Using the text on common indoor air pollutants in NYC below, answer each question:
(a) What does carbon monoxide stop the body from doing?
(b) Elevated radon exposure raises the risk of which disease?
(c) What can moderate exposure to nitrogen dioxide lead to?

» **Text passage**:
***

Common Indoor Air Pollutants in NYC

Indoor air pollutants can be even more dangerous than outdoor air pollution. However, the first step to keeping your home and family safe is by understanding and controlling common pollutants indoors. Common indoor air pollutants include the following:

  • Carbon monoxide (CO) – an odorless, invisible gas. CO stops your body from using the oxygen it needs to work normally. You may experience tiredness, headaches, dizziness, nausea, confusion, and a fast heart rate. If the concentration of CO is high enough, it can lead to death.
  • Radon – an odorless, colorless gas. Being exposed to elevated levels of radon increases your risk of getting lung cancer.
  • Nitrogen Dioxide (NO2) – a toxic and corrosive gas. This gas irritates the throat, eyes, nose, and respiratory tract. Exposure to very high doses can lead to pulmonary edema or lung injury. Moderate exposure can lead to acute or chronic bronchitis. Can also impair lung function for people who are already at risk.

***

» **Entries provided**:

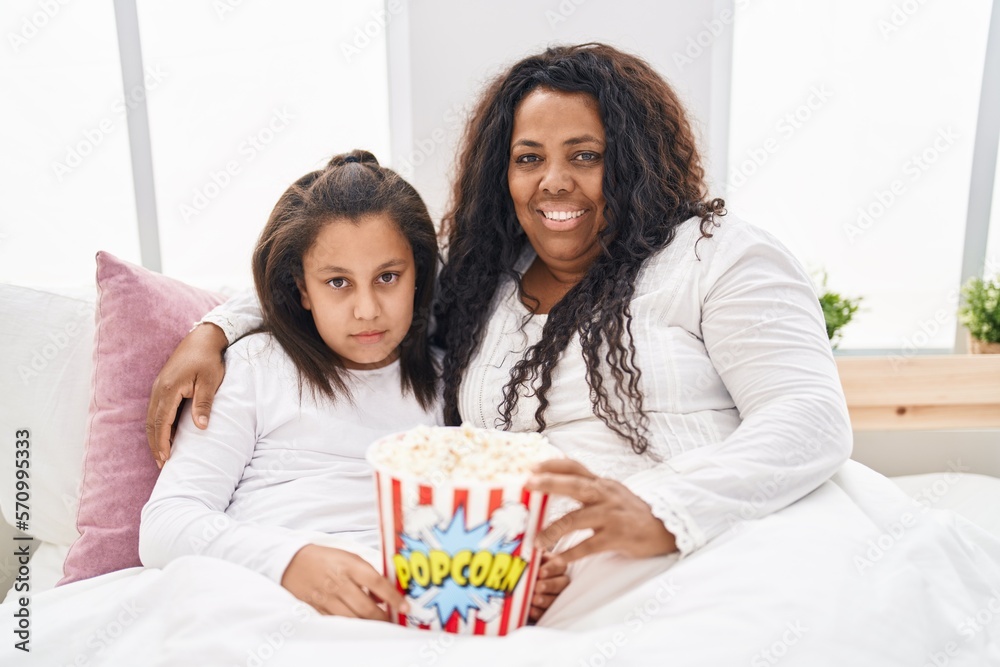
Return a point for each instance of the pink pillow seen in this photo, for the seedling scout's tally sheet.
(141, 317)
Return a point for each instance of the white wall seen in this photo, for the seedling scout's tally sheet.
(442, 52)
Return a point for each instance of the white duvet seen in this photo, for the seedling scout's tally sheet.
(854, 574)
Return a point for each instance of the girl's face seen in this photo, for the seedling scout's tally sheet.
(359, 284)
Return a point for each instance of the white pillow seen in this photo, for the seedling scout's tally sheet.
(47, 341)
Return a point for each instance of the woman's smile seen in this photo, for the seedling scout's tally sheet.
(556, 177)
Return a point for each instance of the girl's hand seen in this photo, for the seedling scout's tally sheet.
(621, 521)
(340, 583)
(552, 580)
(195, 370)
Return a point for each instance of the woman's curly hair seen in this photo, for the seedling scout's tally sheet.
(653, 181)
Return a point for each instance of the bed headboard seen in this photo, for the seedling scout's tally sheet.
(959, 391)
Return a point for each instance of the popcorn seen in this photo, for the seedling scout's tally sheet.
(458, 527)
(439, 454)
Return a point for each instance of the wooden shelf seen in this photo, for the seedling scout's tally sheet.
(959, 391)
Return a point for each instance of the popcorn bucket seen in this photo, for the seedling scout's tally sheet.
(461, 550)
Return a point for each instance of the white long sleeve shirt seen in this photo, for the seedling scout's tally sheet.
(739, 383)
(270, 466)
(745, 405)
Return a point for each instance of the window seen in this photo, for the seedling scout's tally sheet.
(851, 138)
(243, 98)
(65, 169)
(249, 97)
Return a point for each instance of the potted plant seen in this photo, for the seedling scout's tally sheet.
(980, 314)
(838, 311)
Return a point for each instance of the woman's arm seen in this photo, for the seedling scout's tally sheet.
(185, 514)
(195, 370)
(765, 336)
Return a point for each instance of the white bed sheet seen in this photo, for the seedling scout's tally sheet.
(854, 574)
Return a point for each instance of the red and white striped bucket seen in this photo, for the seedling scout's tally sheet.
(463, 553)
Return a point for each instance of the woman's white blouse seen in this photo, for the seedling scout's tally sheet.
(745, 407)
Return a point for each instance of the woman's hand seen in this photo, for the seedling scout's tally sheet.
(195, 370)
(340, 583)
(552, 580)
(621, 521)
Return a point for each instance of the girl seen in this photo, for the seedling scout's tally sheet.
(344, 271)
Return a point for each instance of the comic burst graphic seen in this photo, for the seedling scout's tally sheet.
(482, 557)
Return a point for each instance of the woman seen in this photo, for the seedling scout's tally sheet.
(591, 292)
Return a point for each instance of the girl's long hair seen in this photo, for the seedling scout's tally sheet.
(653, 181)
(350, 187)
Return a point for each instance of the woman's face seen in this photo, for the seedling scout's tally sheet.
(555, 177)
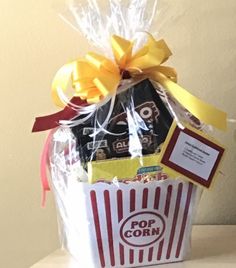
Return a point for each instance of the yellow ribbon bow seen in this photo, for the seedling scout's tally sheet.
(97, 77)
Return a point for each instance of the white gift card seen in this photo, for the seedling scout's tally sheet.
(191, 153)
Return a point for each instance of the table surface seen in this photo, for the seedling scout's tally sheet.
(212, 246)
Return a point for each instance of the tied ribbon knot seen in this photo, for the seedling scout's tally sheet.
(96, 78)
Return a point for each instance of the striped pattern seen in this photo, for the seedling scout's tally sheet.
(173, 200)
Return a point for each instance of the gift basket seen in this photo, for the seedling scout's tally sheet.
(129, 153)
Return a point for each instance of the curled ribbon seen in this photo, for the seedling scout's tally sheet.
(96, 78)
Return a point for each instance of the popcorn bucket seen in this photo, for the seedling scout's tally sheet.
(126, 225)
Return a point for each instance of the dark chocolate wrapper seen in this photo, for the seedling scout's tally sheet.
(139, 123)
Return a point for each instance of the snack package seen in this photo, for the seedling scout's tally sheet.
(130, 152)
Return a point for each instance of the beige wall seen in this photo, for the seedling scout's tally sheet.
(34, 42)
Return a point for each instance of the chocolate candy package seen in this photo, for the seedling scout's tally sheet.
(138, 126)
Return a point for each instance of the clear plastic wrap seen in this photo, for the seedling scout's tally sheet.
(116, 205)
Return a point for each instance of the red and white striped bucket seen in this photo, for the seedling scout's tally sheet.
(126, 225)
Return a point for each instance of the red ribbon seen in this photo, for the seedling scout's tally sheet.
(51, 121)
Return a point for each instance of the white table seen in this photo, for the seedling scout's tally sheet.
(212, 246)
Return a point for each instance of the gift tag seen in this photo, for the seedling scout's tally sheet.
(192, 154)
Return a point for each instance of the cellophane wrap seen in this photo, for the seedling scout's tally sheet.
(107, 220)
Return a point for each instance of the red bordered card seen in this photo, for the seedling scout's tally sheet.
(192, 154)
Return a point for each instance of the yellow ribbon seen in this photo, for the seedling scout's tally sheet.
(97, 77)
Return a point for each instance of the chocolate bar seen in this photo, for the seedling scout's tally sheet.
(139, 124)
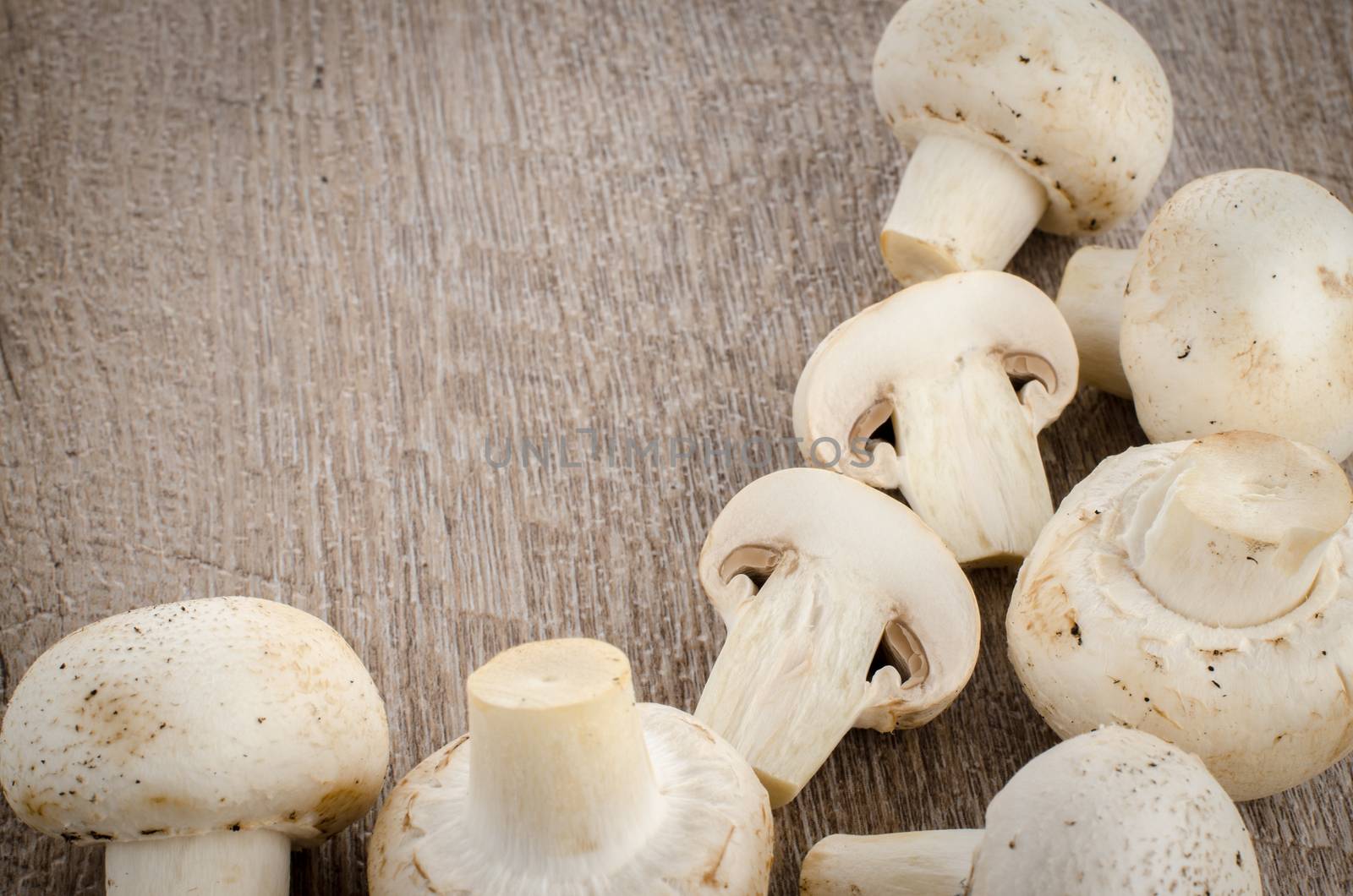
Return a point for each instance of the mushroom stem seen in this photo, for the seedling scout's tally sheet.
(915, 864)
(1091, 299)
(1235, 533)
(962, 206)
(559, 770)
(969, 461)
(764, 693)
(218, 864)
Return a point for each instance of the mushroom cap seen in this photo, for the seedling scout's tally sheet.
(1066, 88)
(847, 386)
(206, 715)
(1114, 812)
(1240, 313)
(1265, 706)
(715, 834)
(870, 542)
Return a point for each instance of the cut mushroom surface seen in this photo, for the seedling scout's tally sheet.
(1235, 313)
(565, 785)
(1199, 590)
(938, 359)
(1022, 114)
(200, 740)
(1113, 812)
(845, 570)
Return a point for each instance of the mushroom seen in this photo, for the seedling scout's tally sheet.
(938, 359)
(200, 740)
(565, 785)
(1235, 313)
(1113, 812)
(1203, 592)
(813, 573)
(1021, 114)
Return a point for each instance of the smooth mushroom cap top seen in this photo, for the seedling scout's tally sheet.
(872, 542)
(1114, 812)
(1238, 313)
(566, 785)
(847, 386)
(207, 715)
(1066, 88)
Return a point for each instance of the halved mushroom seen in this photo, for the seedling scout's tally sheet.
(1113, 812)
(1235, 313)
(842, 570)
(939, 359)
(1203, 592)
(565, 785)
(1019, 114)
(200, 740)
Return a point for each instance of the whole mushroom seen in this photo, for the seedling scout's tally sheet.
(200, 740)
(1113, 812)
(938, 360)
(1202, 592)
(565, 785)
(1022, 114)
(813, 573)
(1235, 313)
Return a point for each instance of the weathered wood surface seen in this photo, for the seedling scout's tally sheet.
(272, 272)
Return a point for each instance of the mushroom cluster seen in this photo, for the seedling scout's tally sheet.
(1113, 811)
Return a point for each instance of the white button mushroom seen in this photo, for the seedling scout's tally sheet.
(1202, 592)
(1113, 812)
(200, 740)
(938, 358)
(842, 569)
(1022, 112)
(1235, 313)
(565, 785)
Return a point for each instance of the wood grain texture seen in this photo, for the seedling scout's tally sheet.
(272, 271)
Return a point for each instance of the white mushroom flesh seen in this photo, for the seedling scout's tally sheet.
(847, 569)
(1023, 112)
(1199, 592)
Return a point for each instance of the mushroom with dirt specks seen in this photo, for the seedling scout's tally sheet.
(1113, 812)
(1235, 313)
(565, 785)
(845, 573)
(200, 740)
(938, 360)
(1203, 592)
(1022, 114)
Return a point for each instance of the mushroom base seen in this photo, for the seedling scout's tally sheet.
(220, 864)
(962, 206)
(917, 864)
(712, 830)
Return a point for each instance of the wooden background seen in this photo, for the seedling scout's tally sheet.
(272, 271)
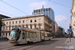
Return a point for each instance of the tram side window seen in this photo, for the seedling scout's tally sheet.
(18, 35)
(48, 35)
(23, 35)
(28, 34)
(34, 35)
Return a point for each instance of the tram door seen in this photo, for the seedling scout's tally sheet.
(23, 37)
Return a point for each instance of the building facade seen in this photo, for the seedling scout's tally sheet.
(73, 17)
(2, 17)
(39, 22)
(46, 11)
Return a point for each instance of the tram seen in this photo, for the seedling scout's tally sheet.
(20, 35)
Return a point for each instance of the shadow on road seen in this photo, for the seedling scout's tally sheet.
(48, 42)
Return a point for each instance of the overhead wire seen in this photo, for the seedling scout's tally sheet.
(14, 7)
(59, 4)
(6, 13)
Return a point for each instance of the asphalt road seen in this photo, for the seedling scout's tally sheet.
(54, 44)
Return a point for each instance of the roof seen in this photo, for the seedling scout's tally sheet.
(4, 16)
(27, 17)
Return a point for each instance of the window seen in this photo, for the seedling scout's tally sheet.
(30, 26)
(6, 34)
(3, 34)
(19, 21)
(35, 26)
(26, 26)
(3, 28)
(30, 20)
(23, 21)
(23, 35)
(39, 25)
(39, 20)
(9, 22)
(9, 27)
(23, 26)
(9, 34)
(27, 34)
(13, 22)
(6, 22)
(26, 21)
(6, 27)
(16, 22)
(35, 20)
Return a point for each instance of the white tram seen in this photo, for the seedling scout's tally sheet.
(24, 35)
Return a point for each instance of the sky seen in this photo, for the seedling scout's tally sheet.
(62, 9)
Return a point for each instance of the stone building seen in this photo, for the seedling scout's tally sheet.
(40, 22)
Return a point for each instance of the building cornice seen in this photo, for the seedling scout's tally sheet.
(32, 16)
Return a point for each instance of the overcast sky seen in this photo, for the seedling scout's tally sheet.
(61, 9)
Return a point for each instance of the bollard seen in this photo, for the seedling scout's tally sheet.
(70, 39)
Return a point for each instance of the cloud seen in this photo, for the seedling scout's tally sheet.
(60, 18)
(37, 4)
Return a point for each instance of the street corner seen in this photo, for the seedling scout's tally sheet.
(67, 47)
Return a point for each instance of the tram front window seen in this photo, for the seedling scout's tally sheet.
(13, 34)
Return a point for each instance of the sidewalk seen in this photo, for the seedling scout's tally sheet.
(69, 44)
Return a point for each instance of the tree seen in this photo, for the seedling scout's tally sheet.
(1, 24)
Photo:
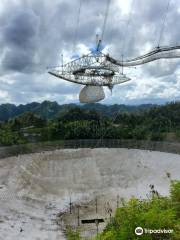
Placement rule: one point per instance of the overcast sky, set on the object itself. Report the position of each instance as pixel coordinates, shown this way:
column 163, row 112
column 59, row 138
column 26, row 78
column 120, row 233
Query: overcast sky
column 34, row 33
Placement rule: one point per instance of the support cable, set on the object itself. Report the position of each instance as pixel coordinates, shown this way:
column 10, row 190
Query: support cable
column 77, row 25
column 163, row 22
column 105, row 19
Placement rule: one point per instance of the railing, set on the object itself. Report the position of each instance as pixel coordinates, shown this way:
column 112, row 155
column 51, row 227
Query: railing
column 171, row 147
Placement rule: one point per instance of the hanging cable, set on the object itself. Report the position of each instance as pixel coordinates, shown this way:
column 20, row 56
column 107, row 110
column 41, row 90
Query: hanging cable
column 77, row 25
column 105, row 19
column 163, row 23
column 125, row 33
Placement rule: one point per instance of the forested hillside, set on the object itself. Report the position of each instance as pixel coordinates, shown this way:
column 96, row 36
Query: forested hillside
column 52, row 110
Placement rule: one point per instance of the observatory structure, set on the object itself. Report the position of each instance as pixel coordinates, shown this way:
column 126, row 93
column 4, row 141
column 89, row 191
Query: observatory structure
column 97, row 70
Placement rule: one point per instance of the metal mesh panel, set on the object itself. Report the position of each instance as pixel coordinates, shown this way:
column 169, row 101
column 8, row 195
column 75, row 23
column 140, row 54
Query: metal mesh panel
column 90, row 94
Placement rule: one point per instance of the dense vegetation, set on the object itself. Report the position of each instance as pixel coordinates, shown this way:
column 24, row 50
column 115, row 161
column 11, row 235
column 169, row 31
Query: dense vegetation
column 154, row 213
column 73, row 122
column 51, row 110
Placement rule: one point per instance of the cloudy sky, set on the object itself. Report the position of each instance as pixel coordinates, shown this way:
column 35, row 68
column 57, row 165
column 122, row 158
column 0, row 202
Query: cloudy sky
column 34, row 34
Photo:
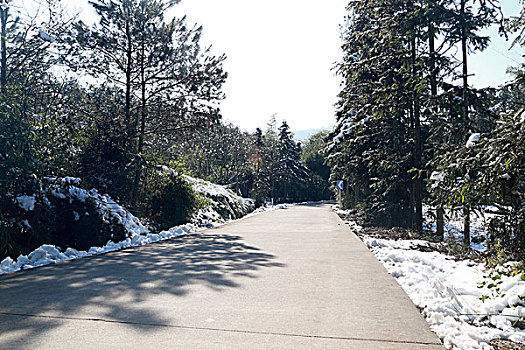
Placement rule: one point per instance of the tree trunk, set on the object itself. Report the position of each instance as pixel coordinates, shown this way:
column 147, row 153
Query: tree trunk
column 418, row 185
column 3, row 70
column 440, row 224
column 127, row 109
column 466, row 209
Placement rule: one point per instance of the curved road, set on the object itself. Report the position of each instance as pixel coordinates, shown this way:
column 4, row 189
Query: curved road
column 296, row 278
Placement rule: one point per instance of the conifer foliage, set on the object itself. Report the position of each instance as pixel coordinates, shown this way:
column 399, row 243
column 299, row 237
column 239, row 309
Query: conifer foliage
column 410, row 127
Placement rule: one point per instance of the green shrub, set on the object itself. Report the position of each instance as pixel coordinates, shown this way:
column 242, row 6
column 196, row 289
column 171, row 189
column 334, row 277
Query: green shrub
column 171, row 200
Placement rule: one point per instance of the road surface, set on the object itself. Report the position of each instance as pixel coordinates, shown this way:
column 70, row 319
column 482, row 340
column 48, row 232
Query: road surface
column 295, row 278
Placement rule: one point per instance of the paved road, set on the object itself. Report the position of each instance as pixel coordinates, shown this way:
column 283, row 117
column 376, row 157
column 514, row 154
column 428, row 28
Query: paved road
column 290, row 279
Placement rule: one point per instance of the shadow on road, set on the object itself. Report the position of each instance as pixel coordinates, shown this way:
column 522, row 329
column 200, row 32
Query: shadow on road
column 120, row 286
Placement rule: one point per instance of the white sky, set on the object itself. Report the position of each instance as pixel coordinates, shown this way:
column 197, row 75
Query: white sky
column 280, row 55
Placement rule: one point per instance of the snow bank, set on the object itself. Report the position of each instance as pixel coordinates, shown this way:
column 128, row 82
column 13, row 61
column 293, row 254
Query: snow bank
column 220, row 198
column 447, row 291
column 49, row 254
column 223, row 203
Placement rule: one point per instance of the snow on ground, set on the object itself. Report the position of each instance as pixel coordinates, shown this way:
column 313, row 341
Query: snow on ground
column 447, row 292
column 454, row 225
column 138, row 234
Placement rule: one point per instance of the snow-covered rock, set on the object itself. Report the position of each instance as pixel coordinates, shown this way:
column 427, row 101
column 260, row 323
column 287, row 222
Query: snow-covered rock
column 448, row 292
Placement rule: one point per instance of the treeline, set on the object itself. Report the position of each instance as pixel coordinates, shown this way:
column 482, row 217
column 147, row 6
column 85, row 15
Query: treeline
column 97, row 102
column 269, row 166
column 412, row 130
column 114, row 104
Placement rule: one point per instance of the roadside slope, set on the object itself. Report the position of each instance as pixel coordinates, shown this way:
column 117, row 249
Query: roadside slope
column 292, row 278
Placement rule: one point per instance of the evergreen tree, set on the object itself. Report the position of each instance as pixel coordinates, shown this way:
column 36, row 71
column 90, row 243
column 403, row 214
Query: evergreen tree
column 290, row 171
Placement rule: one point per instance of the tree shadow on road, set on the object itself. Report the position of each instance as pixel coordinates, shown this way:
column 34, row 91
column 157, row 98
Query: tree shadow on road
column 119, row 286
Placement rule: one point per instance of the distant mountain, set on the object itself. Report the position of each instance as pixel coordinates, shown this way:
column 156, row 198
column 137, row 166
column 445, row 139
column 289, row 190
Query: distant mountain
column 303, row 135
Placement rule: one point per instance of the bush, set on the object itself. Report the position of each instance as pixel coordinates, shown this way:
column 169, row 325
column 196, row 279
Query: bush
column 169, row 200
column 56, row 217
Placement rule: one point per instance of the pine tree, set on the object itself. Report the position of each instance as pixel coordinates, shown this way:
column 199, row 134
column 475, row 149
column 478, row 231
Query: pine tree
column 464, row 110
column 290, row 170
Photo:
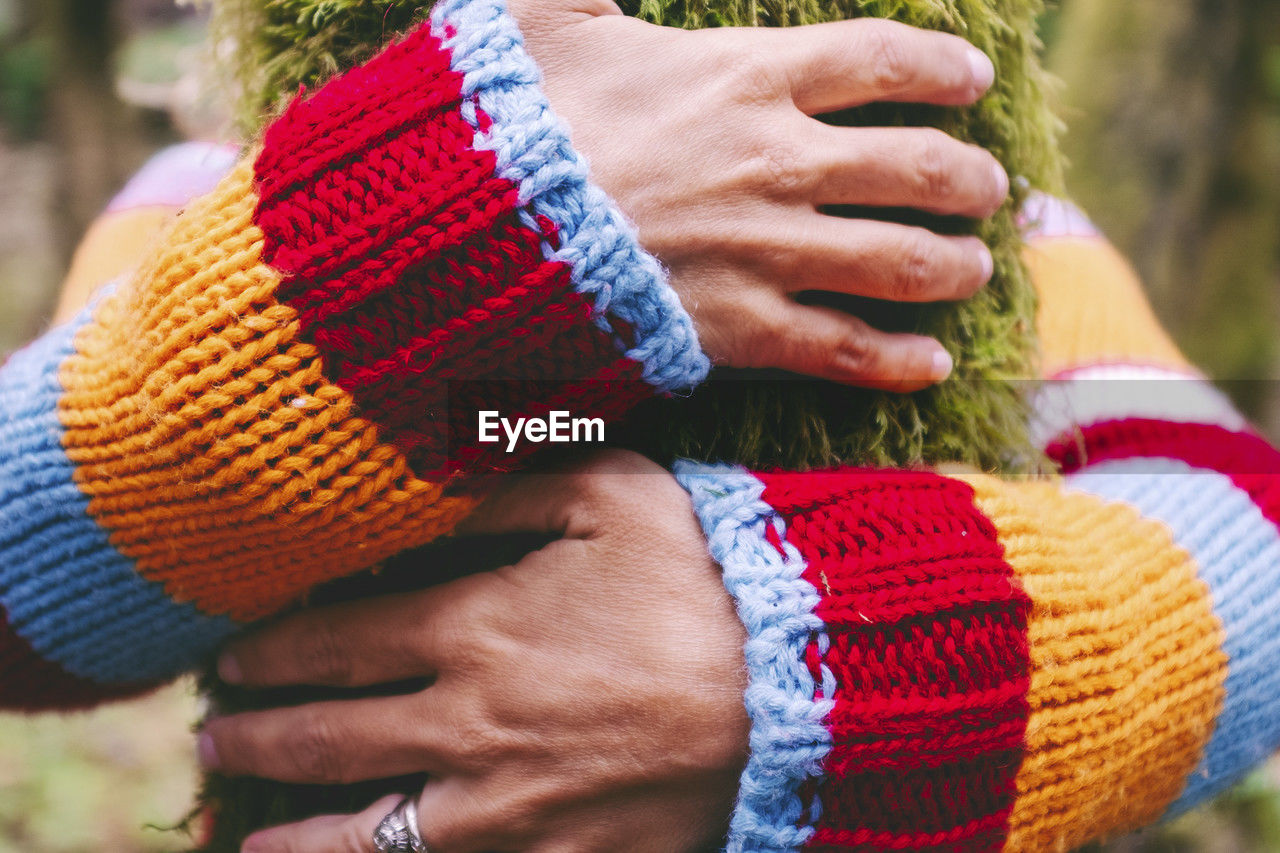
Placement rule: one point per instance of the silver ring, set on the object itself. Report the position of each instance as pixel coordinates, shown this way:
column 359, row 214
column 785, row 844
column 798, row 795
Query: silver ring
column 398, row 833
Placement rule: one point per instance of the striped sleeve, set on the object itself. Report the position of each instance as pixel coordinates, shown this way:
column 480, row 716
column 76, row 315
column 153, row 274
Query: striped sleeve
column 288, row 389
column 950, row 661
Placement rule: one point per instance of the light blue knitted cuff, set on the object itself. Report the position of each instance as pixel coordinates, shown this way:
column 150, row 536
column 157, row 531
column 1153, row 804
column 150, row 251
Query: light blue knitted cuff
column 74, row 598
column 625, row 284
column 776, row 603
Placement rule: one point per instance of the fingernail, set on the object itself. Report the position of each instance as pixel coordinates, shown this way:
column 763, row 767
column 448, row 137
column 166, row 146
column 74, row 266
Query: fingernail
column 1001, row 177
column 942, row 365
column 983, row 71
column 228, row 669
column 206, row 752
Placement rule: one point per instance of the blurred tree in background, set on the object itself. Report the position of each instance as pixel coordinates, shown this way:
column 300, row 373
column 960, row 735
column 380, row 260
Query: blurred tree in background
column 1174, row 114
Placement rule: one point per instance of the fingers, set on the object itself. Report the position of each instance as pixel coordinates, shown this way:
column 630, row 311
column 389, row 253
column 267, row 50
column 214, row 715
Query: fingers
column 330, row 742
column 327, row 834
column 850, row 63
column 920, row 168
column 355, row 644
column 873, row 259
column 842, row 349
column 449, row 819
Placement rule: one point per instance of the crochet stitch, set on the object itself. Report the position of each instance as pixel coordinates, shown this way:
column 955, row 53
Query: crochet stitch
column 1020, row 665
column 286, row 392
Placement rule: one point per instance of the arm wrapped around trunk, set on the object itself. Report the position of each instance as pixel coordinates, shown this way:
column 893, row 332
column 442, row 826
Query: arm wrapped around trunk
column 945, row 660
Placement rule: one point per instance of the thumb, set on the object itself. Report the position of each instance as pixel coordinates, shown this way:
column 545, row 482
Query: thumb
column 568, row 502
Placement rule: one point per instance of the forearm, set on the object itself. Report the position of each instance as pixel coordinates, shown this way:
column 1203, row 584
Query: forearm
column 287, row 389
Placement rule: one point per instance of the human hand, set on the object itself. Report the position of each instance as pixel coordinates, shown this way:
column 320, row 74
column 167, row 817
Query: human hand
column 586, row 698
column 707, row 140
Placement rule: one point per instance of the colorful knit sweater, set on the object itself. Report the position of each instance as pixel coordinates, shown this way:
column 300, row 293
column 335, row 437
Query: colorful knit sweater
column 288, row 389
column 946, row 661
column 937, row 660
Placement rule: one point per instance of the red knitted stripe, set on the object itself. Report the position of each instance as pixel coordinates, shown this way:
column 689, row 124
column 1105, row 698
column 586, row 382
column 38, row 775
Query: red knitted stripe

***

» **Your response**:
(a) Using the oxygen it needs to work normally.
(b) Lung cancer.
(c) Acute or chronic bronchitis.